> [Your task] Which lines in the material below contain the word "flower"? Return each of them in full.

> [Image region outline records]
|---|

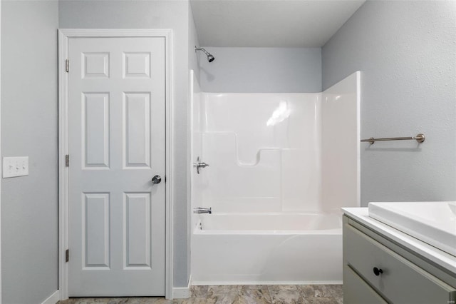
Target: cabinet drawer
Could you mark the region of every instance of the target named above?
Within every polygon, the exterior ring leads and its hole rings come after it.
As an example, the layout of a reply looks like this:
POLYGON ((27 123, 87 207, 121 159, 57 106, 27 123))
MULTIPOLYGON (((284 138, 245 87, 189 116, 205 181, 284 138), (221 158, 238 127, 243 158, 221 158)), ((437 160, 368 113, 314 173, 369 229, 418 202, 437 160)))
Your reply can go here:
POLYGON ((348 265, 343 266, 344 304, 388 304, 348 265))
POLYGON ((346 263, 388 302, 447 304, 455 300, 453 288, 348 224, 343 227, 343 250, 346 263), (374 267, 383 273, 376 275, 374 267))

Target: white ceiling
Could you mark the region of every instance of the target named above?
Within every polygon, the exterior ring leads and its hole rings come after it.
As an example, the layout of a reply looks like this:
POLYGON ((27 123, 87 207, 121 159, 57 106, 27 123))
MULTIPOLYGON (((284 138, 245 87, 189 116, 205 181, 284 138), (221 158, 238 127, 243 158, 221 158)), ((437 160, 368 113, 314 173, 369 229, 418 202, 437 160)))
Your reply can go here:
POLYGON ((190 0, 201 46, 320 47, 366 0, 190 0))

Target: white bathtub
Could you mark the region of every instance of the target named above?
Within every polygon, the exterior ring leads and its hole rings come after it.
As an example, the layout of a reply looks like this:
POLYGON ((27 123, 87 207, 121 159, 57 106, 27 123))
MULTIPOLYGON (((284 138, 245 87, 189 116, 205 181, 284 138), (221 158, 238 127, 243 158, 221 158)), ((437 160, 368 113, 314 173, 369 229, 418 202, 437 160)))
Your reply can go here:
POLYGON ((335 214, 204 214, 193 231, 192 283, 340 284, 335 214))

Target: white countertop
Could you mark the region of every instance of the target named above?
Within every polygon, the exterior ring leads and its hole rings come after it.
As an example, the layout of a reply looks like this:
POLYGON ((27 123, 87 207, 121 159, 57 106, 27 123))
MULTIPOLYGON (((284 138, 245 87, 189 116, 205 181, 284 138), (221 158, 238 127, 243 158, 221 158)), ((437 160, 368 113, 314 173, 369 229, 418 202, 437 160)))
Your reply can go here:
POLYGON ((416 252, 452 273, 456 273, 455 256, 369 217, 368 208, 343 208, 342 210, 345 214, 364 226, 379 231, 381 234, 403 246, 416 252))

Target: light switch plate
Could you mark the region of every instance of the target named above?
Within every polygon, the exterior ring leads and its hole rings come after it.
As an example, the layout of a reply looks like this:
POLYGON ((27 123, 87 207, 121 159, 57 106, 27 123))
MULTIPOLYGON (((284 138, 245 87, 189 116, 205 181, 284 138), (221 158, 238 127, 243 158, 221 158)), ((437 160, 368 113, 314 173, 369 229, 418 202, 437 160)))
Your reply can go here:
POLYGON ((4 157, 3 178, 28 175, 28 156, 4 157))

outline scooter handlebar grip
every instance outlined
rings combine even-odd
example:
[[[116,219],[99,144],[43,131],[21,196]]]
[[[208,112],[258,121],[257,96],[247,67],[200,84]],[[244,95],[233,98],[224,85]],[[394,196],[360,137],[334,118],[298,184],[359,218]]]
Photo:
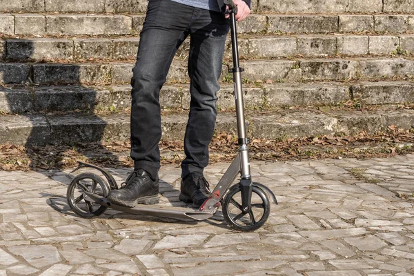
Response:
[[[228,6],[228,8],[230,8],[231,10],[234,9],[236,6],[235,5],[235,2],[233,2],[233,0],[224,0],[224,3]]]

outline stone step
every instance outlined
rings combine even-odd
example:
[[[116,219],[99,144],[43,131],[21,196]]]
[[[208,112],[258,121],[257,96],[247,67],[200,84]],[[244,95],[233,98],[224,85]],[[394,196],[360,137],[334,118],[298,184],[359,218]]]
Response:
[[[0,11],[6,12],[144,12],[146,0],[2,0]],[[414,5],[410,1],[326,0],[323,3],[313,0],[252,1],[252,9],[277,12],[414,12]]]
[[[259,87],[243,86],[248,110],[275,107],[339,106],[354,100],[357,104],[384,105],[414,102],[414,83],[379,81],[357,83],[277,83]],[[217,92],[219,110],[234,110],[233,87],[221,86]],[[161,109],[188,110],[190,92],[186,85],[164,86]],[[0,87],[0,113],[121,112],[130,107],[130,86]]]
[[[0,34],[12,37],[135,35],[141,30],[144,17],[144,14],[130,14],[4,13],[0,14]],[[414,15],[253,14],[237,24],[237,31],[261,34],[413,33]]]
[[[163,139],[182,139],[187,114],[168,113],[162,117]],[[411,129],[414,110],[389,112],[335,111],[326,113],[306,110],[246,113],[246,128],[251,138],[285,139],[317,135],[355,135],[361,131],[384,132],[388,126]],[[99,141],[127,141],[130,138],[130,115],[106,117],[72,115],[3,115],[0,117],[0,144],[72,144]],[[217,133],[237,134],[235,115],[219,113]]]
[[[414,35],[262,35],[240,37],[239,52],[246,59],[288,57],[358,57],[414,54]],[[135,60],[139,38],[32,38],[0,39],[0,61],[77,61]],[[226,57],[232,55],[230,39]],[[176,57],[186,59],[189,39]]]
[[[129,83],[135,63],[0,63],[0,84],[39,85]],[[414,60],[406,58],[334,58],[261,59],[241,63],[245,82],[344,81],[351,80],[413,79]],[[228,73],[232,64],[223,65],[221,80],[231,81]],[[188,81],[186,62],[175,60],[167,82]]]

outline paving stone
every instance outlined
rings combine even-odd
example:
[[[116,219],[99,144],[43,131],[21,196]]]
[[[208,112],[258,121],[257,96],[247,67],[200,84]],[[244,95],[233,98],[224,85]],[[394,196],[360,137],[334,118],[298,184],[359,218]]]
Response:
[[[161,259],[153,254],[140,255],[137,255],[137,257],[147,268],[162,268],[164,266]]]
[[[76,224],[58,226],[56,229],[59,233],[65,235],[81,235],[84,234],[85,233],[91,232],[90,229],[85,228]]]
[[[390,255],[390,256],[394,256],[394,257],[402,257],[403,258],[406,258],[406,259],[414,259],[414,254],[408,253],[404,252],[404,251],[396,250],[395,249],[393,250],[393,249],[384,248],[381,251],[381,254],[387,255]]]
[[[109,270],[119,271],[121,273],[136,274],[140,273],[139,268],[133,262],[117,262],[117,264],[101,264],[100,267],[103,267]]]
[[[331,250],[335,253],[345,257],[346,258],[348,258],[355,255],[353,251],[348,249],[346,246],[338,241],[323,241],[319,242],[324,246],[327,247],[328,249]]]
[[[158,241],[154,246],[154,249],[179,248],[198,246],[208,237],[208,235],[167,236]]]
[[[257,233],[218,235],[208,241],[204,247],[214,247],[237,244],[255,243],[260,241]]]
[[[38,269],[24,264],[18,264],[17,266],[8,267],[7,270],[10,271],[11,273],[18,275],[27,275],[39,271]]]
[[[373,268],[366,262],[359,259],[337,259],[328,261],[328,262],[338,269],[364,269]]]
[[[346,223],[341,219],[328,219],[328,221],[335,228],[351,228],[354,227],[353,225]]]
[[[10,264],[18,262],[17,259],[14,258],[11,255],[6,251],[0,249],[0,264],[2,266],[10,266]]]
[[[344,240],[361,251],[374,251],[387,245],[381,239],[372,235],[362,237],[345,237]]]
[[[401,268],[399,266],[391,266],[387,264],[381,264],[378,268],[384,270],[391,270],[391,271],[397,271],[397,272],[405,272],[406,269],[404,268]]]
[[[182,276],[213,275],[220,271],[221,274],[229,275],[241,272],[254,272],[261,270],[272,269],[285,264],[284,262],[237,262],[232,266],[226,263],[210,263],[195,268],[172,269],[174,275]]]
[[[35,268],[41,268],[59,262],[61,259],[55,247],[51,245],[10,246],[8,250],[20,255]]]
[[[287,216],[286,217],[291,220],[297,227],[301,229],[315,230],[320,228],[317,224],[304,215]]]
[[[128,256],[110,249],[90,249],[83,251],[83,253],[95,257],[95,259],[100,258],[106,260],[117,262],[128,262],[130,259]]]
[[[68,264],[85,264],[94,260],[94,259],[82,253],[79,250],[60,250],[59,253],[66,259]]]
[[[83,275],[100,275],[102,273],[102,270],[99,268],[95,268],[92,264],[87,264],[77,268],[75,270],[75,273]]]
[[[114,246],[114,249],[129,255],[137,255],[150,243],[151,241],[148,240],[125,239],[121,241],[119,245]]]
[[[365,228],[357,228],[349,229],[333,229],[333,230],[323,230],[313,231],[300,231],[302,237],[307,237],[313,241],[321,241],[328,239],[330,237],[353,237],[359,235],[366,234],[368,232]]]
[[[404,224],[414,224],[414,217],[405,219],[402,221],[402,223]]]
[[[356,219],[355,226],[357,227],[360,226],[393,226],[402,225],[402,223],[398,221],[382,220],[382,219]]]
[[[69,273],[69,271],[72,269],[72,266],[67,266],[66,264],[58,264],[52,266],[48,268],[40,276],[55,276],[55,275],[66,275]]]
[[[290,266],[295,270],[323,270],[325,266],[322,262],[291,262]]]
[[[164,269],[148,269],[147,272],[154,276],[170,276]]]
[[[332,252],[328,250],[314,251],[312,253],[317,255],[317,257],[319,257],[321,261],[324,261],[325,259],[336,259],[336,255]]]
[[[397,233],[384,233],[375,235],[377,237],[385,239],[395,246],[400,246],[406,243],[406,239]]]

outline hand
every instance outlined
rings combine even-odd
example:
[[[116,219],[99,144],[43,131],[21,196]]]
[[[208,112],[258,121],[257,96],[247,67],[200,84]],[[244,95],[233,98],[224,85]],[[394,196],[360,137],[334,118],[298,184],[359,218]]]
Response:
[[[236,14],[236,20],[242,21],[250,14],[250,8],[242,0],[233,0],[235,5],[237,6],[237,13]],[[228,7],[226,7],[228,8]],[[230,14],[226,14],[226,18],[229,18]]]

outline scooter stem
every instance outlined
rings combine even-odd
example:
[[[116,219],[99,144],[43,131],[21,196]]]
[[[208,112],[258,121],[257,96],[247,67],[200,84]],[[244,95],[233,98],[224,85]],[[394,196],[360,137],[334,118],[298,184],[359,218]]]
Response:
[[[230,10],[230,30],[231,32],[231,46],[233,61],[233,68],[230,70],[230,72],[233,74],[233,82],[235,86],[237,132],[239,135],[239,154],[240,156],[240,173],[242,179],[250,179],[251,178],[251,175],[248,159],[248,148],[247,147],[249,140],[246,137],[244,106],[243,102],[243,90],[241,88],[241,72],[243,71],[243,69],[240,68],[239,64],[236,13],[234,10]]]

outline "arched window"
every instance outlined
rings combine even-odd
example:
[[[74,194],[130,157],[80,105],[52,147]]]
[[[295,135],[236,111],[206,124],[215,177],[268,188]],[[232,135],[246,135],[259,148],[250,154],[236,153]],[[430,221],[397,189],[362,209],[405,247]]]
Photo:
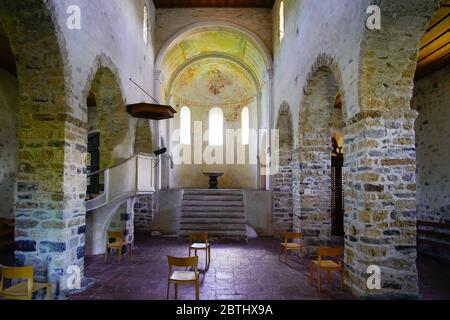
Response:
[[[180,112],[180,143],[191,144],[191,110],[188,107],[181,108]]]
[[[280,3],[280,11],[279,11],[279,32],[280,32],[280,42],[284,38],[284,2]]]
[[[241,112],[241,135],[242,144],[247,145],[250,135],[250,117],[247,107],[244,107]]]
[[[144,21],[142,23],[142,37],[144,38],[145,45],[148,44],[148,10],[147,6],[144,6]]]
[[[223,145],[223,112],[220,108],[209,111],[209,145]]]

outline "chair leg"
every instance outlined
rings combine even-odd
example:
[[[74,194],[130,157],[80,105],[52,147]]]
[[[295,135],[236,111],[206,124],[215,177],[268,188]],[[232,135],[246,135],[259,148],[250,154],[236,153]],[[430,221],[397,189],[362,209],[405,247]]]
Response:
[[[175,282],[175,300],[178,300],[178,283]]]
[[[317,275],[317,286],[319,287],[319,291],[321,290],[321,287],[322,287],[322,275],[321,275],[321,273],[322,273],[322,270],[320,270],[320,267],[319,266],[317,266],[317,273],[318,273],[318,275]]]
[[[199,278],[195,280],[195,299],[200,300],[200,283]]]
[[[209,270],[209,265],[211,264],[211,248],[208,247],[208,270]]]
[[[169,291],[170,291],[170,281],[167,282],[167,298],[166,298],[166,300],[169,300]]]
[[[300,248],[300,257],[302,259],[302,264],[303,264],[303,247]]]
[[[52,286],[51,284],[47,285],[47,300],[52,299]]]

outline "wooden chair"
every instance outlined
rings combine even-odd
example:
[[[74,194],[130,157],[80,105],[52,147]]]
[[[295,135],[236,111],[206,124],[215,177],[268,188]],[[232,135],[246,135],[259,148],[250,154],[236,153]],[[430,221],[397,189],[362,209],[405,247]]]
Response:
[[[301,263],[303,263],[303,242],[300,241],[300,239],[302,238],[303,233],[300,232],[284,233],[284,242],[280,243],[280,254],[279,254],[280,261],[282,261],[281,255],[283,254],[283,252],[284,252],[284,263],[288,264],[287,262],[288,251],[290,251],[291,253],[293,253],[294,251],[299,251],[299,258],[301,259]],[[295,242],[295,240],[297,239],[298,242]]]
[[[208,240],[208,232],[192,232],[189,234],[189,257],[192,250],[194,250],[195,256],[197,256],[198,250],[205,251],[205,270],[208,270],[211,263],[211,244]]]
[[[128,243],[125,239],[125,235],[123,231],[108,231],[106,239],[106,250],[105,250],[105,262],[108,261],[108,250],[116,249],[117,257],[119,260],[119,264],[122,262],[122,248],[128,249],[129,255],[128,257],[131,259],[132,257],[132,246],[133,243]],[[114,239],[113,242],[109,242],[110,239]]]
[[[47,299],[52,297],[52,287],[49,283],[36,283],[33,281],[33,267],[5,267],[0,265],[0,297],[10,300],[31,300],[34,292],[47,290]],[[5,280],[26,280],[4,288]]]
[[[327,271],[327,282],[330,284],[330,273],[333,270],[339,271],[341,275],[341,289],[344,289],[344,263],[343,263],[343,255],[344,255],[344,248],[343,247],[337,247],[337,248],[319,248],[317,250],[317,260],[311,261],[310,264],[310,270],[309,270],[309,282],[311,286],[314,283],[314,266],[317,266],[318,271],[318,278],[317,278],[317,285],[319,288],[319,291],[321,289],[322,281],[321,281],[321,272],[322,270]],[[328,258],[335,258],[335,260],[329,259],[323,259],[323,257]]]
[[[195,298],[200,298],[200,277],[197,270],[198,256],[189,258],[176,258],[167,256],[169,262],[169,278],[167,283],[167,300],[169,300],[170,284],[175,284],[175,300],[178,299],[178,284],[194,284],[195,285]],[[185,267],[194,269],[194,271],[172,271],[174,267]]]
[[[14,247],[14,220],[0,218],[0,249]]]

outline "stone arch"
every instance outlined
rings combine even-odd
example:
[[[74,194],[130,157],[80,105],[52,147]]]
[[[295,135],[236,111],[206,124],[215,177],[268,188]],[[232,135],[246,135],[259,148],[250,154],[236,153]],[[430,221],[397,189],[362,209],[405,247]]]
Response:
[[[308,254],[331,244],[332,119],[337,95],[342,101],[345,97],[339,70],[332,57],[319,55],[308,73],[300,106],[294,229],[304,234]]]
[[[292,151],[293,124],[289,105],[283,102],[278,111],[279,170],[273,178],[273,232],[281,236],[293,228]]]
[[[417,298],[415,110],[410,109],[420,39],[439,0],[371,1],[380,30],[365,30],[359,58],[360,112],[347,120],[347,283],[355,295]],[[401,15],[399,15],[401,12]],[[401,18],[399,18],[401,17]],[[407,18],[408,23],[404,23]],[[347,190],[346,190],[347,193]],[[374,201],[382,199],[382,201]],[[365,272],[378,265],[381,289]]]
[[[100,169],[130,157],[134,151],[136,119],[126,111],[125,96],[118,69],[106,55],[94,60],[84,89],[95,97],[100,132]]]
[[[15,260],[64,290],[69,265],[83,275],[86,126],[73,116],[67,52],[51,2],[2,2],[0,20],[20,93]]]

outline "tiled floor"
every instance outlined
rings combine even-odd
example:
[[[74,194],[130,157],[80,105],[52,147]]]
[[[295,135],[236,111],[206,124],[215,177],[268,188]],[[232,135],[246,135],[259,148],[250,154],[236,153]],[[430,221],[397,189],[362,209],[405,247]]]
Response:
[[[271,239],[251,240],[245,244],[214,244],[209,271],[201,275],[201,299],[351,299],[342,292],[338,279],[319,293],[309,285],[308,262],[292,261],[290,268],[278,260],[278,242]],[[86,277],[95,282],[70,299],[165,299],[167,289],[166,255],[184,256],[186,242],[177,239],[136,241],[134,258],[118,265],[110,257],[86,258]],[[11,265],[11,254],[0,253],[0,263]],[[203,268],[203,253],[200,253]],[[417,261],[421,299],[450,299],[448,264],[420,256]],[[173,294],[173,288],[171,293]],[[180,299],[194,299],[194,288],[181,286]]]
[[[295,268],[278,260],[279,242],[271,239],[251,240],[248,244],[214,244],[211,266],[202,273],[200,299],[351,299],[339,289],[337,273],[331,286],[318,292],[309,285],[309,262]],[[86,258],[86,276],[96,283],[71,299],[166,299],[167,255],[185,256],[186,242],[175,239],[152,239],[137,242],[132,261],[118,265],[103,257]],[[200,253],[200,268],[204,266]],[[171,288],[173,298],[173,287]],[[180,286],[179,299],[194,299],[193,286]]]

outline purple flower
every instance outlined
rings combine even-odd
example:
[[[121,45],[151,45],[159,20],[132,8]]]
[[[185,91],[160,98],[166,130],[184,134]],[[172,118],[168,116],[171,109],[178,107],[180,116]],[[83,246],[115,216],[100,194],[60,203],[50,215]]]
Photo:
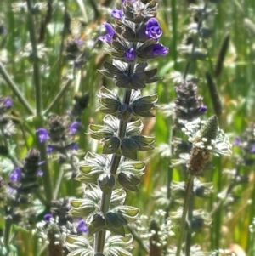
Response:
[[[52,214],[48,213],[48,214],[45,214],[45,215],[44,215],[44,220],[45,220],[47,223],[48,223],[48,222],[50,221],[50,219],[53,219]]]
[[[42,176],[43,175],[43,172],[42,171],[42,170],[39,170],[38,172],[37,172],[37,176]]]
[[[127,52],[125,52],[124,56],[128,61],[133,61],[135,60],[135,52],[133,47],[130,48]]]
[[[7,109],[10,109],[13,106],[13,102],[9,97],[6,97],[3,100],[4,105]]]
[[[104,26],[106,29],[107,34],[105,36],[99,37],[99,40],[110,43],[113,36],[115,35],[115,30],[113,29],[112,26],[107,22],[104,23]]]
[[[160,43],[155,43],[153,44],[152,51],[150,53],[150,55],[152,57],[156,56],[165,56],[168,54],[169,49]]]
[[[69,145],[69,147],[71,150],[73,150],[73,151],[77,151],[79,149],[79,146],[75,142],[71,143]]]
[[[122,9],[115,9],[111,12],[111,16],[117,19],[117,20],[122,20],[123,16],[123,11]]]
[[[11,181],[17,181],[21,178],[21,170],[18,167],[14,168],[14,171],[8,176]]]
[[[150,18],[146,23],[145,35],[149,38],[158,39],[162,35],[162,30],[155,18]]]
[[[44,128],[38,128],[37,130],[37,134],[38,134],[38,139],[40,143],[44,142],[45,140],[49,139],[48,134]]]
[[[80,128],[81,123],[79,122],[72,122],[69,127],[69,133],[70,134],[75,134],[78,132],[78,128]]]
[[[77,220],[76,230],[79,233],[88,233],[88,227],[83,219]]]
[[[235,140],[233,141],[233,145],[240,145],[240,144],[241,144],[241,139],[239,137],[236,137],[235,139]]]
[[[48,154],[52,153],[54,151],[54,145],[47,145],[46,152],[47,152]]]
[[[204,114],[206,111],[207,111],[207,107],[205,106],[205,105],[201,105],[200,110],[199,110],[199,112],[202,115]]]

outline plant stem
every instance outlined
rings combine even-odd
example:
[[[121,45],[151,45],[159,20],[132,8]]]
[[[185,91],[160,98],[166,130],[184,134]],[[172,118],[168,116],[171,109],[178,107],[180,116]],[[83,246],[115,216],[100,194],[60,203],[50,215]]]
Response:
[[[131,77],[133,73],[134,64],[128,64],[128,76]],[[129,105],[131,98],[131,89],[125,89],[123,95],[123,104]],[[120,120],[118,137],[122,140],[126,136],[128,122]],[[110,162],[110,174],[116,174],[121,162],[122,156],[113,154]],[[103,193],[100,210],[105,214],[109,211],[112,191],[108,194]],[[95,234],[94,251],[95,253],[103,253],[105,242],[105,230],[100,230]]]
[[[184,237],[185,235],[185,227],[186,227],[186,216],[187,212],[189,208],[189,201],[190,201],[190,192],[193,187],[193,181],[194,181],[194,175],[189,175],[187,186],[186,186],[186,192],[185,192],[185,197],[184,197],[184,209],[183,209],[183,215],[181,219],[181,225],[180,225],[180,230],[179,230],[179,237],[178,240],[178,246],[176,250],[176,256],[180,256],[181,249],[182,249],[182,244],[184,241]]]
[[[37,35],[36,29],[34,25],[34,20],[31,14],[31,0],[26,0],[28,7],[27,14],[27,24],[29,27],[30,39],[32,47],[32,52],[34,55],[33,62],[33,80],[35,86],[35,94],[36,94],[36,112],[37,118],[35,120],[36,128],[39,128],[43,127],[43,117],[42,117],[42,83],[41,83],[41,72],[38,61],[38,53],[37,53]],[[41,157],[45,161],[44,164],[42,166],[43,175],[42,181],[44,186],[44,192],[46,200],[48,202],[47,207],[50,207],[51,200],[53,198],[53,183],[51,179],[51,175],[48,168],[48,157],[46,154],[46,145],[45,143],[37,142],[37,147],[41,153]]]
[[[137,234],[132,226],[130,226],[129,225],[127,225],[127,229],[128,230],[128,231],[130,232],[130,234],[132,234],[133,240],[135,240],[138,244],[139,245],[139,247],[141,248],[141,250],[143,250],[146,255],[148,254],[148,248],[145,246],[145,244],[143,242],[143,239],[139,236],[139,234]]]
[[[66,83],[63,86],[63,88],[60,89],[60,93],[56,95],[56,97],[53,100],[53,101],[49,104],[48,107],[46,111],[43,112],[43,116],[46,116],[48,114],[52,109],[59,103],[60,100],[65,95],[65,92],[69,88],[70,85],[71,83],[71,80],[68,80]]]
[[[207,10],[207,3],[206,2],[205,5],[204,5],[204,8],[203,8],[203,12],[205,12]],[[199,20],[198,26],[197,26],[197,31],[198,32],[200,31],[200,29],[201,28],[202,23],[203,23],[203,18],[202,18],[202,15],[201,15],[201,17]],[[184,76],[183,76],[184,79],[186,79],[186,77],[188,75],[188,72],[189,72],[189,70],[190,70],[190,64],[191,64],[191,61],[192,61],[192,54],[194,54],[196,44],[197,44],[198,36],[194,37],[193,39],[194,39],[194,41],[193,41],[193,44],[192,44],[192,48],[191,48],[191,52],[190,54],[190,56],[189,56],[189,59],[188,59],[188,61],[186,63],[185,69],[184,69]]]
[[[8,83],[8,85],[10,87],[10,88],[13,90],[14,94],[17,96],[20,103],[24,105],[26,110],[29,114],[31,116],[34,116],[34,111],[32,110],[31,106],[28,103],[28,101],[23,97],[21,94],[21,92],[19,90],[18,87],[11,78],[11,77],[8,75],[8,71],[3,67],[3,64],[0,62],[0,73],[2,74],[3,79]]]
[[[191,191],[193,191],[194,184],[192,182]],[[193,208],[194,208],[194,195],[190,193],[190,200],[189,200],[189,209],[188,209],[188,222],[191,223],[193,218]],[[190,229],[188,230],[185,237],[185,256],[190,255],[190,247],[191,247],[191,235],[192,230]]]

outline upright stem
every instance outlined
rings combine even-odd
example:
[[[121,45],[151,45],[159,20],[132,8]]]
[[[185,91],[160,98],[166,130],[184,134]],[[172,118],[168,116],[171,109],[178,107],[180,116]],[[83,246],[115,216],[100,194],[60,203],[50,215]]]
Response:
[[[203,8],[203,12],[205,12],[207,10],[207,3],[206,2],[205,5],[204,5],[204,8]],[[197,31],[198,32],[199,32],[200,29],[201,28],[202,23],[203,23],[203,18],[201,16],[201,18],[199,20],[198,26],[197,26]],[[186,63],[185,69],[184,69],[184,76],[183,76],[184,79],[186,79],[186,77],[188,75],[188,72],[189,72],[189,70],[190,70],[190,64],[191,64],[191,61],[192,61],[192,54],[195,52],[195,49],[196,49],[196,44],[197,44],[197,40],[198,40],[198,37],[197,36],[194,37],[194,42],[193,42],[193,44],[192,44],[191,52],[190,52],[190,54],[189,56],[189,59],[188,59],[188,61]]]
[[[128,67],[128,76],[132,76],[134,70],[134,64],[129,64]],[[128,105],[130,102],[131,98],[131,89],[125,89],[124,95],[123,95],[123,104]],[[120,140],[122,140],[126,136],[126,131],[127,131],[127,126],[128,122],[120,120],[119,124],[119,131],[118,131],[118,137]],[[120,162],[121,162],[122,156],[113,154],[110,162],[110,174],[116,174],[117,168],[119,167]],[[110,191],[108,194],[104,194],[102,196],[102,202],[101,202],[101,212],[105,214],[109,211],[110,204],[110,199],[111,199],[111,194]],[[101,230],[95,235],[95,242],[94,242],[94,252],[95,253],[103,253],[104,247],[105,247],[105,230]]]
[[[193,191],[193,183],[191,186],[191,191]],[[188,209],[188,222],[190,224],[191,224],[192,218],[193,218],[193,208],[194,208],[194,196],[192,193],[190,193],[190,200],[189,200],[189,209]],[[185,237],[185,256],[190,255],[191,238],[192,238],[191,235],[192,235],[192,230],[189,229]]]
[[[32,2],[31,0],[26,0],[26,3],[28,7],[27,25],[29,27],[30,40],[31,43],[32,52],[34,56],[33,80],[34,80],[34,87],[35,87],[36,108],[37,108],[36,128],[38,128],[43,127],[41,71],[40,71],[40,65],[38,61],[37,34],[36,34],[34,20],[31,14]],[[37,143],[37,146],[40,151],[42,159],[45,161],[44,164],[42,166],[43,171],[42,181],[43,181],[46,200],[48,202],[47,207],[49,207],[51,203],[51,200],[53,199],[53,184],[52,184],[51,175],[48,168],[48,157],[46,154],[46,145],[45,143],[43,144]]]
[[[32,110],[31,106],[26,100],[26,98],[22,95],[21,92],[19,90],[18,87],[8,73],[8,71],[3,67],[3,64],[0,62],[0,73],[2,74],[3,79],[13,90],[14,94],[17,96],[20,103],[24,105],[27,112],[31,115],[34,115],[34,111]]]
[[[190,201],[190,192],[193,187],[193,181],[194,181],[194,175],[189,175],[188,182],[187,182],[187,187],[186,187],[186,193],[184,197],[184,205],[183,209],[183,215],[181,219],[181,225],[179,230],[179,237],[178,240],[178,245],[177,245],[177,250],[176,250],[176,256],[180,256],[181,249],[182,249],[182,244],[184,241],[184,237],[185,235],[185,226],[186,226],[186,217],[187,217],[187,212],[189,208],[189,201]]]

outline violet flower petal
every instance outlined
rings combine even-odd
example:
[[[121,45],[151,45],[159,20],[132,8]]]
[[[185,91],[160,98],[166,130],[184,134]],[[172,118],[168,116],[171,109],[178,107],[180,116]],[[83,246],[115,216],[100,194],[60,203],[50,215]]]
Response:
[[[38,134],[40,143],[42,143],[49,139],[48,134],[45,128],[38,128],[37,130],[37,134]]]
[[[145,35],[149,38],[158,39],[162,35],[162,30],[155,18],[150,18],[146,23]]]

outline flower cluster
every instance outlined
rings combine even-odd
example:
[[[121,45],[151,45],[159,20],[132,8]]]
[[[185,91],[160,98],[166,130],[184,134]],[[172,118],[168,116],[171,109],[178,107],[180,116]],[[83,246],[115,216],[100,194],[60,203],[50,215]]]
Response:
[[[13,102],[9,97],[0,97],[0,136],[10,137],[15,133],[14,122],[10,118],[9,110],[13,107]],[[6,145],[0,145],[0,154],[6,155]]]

|---|

> [Expected answer]
outline purple flower
outline violet flower petal
outline flower cluster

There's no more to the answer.